### Excerpt
——————————

Please don't quote the whole thing.

>> On Fri, 25 May 2012, Ed Schouten wrote:
>>
>>> Log:
>>> Remove use of non-ISO-C integer types from system call tables.
>>>
>>> These files already use ISO-C-style integer types, so make them less
>>> inconsistent by preferring the standard types.
>>
>> These should actually be Linux types l_foo_t.  ISO-C-style integer types
>> [... but only in the low-level linux headers where this is possible]

>>> Modified: head/sys/amd64/linux32/syscalls.master
>>> ==============================================================================
>>> --- head/sys/amd64/linux32/syscalls.master	Fri May 25 21:12:24 2012
>>> (r236025)
>>> +++ head/sys/amd64/linux32/syscalls.master	Fri May 25 21:50:48 2012
>>> (r236026)
>>> @@ -54,8 +54,8 @@
>>> 				    l_int mode); }
>>> 9	AUE_LINK	STD	{ int linux_link(char *path, char *to); }
>>> 10	AUE_UNLINK	STD	{ int linux_unlink(char *path); }
>>> -11	AUE_EXECVE	STD	{ int linux_execve(char *path, u_int32_t
>>> *argp, \
>>> -				    u_int32_t *envp); }
>>> +11	AUE_EXECVE	STD	{ int linux_execve(char *path, uint32_t
>>> *argp, \
>>> +				    uint32_t *envp); }
>>
>> argp and envp aren't uintany_t * in either Linux or FreeBSD.  They start as
>> "char * const *".  There is no Linux type for an indirect "char *", and one
>> was hacked up here by pretending that "char *" is u_int32_t (it is actually
>> just 32 bits).  Using l_caddr_t seems to be the best hack available (since
>> by abusing l_caddr_t, we know that it is actually char *).
>>
>> The `const' in the type for argp and envp is further from being handled
>> correctly.  Most or all syscall.master's just type-pun it away.  Similarly
>> for "const char *path".
>>
>> All the non-indirect "char *"s for pathnames and other things seem to be
>> completely wrong on amd64 too.  These pointers start as 32 bits, and it
>> takes more than a bad type pun to turn then into kernel 64-bit pointers.
>> The magic for this seems to be:
>> - all args are converted to 64 bits (by zero-extension?) at a low level
>>...
> The 'low level' AKA magic happens in several *_fetch_syscall_args()
> functions. For both linux32 and freebsd32, the magic code automatically
> zero-extends the arguments into 64bit entities. Linux passes args in
> registers, while FreeBSD uses words on stack.

Actually, the amd64 linux_fetch32_fetch_syscall_args() just copies from
64-bit registers frame->tf_r* to 64-bit sa->args[*].  I can't see how
this gives anything except garbage in the top bits.  Is there magic in
the switch to 64-bit mode that sets the top bits?  Anyway, sign extension
would give garbage for unsigned args, and zero-extension would give
garbage for negative signed args.

The amd64 ia32_fetch_syscall_args() is quite different.  Now the args
stack as 32 bits on the stack, so normal C accesses naturally extend
them when assigning them to 64-bit memory sa->args[*].  The stack is
in user space, so normal C accesses are unavailable at first.  sa->code
is read using fuword32(), which gives zero-extension.  Then the stack
is copied in and normal C accesses become available.  Finally, all
args are copied from 32-bit args[i] to 64-bit sa->args[i].  args[i]
is u_int32_t, so this indeed gives zero-extension.  But args[i] is
signed (int64_t), since it is register_t which is bogusly signed.

——————————

### Provided records

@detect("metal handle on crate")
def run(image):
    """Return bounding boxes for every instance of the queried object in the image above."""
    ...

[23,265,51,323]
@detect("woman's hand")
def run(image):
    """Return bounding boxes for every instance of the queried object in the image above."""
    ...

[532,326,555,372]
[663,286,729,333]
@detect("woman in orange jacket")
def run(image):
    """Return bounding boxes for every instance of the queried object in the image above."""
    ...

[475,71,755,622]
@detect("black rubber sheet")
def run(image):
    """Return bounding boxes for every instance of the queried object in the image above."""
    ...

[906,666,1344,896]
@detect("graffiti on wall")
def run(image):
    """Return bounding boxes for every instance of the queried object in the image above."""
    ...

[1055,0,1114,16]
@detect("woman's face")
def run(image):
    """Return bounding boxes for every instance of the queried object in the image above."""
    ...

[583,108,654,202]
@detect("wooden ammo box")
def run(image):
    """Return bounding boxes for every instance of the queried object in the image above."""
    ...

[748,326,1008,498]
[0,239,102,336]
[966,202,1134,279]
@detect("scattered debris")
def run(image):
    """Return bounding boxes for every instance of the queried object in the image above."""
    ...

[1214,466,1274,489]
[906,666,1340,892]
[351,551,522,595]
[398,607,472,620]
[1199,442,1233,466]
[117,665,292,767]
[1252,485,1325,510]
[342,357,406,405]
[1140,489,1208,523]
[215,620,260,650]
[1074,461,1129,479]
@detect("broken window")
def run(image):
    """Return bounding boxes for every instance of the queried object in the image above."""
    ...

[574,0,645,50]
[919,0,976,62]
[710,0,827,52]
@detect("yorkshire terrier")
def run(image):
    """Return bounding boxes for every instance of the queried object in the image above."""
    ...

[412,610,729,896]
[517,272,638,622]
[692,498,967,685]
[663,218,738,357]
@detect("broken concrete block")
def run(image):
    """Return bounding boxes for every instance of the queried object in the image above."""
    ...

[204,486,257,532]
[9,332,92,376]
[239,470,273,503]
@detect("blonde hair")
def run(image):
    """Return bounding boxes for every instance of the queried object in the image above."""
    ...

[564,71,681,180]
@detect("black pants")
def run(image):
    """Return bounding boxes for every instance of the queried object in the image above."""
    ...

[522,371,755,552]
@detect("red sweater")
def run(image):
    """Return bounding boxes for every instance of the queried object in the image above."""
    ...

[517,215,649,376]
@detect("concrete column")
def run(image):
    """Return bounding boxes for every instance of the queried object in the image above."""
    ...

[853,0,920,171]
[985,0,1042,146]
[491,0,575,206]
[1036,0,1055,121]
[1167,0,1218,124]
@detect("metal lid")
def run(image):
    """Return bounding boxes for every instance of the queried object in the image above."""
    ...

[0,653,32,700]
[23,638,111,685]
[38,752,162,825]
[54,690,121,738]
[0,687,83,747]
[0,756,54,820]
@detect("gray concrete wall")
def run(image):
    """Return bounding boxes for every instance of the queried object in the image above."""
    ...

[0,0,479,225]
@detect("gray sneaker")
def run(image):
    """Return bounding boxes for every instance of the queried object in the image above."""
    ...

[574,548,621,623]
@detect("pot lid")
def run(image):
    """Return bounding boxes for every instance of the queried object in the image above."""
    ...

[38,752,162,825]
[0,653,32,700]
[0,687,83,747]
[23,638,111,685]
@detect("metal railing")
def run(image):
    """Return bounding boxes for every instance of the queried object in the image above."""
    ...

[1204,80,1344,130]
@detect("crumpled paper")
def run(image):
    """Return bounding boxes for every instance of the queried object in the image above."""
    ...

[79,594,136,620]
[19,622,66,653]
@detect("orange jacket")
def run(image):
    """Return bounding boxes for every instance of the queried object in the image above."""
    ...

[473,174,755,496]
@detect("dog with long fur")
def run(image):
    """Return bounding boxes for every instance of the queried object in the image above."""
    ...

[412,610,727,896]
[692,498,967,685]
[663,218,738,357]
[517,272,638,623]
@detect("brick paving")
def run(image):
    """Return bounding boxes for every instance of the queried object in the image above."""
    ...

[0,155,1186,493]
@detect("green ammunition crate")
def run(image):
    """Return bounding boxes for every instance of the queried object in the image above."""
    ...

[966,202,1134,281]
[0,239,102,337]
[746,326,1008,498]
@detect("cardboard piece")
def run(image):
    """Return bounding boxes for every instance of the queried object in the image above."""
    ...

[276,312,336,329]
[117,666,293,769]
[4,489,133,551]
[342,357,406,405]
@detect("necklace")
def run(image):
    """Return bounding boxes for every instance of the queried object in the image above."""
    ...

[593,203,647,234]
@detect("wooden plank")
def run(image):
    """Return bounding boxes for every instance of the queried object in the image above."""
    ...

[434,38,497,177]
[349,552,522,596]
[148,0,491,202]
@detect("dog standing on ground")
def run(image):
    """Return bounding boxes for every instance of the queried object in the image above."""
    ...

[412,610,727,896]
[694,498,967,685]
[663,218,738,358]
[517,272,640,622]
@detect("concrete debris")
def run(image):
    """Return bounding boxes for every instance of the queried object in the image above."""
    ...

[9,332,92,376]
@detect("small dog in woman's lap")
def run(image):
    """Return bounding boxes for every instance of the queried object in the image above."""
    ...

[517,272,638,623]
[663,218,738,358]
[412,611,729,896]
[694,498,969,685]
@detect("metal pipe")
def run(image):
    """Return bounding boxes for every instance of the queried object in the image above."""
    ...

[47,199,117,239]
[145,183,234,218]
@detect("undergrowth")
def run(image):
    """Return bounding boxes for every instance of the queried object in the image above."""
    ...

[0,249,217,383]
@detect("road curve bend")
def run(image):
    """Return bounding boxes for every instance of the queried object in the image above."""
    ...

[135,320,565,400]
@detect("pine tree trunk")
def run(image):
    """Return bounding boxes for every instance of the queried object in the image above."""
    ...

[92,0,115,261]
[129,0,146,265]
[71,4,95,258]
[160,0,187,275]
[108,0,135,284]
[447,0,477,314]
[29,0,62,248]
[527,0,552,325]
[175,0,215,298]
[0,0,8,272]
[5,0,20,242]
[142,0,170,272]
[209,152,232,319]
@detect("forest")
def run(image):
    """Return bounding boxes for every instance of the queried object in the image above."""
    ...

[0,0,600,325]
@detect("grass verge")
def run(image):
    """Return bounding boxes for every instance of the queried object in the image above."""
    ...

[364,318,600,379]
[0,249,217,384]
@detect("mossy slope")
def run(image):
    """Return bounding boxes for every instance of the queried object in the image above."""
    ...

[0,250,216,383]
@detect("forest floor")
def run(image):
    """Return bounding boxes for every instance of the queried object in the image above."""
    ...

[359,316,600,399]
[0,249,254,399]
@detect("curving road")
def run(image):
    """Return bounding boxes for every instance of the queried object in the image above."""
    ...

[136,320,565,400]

——————————

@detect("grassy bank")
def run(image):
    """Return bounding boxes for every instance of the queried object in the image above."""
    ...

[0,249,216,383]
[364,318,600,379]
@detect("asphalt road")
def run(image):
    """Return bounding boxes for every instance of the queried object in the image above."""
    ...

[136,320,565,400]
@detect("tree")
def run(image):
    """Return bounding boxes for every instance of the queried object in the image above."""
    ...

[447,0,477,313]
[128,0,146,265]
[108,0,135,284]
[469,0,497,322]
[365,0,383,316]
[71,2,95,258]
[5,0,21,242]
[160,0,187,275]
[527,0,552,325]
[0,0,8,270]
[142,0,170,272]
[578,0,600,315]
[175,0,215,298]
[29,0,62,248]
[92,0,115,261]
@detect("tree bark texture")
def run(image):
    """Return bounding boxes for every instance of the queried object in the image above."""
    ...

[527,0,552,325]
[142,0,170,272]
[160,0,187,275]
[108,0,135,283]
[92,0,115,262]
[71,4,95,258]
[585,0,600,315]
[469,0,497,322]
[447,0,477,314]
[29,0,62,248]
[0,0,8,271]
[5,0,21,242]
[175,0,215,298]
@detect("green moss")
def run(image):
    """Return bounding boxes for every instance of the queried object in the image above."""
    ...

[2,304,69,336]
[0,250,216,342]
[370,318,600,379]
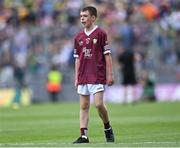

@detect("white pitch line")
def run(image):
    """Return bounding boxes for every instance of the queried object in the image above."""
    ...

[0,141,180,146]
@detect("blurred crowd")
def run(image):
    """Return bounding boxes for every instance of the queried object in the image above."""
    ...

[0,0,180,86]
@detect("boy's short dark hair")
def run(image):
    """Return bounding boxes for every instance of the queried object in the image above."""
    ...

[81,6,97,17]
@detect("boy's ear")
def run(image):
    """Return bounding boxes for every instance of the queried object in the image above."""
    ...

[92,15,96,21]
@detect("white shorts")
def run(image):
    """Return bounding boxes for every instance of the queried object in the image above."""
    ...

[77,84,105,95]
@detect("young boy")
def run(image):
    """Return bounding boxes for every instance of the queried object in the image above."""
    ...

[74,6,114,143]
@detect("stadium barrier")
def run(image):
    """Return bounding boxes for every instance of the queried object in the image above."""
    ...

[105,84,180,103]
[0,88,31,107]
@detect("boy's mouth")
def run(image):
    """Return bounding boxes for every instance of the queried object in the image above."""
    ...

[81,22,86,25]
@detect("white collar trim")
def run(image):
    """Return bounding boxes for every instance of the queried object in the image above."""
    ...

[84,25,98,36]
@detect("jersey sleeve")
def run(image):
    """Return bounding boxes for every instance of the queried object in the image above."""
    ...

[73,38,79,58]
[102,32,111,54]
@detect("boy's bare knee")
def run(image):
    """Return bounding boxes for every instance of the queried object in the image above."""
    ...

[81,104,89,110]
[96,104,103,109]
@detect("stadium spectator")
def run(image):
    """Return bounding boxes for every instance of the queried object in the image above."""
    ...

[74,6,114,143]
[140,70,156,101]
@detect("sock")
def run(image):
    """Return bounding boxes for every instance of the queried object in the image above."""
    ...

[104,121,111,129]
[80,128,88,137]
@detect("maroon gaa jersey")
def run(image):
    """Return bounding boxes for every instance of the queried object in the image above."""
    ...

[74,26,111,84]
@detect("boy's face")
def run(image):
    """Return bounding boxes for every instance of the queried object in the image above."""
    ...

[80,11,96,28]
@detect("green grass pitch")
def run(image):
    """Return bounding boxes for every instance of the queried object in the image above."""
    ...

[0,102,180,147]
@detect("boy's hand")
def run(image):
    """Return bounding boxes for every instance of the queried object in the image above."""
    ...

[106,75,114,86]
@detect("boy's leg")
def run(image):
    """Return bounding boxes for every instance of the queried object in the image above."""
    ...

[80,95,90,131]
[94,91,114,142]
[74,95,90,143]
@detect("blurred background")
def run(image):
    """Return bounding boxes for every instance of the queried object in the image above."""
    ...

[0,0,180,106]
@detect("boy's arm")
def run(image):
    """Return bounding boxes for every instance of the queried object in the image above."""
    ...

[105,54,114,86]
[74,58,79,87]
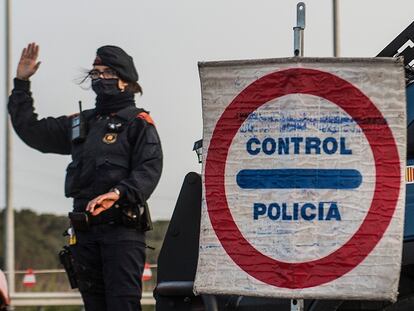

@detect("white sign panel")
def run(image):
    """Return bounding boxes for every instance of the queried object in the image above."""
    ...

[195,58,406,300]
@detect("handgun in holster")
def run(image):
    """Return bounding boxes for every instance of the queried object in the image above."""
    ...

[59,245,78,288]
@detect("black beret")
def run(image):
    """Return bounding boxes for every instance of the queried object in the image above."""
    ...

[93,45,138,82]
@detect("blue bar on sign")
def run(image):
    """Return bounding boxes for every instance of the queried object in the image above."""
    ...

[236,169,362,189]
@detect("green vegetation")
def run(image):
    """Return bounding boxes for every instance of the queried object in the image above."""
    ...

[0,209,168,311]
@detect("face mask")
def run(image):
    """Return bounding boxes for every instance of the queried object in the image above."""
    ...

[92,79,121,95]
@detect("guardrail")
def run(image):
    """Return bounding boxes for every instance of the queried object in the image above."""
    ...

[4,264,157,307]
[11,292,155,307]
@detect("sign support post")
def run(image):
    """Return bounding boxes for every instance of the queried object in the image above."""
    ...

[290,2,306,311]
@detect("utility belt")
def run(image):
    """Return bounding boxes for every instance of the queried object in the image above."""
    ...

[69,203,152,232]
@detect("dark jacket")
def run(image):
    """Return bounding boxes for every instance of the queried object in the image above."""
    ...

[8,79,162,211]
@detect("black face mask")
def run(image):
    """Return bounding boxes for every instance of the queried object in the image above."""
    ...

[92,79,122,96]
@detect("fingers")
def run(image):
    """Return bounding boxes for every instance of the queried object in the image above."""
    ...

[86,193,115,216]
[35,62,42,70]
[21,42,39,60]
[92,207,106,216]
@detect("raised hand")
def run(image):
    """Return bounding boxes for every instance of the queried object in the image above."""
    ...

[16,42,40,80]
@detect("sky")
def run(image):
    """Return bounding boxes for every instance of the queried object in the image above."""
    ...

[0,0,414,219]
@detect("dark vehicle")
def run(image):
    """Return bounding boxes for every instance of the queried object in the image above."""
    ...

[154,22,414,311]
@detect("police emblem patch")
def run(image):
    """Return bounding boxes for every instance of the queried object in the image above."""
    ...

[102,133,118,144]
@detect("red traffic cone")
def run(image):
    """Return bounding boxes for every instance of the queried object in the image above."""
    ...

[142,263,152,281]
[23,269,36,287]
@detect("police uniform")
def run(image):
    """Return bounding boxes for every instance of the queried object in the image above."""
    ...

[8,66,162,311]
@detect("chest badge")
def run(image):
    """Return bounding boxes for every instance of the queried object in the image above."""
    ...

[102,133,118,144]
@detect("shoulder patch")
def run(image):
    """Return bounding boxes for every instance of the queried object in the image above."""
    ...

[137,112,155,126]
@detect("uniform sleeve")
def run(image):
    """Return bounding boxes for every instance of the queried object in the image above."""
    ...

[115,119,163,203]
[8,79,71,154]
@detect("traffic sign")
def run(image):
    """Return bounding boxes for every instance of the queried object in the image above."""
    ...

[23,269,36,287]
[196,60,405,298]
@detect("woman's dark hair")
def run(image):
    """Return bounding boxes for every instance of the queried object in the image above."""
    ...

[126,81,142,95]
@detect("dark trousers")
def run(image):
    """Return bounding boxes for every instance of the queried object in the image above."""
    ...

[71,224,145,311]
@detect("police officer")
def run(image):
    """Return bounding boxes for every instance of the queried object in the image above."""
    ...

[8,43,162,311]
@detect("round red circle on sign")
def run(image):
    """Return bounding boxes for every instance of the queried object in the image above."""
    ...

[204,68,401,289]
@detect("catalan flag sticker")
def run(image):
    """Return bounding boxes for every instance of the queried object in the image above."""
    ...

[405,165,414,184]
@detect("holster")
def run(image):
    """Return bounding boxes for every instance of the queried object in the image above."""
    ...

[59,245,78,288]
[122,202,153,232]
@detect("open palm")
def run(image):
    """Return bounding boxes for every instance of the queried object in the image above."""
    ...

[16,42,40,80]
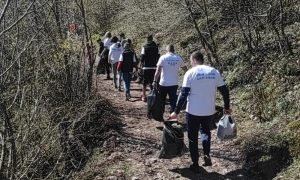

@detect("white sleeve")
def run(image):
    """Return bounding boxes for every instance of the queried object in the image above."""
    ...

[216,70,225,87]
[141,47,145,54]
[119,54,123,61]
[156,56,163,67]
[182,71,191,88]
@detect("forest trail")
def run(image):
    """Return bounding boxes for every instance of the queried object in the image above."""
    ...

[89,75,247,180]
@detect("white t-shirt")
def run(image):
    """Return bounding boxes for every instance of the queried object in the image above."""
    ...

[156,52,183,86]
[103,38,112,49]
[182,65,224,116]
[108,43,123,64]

——————————

### Aim
Please list every identifier beginning with "AUE_" that appears in the syscall-table discussion.

### Solution to the problem
AUE_LINK
AUE_UNLINK
AUE_EXECVE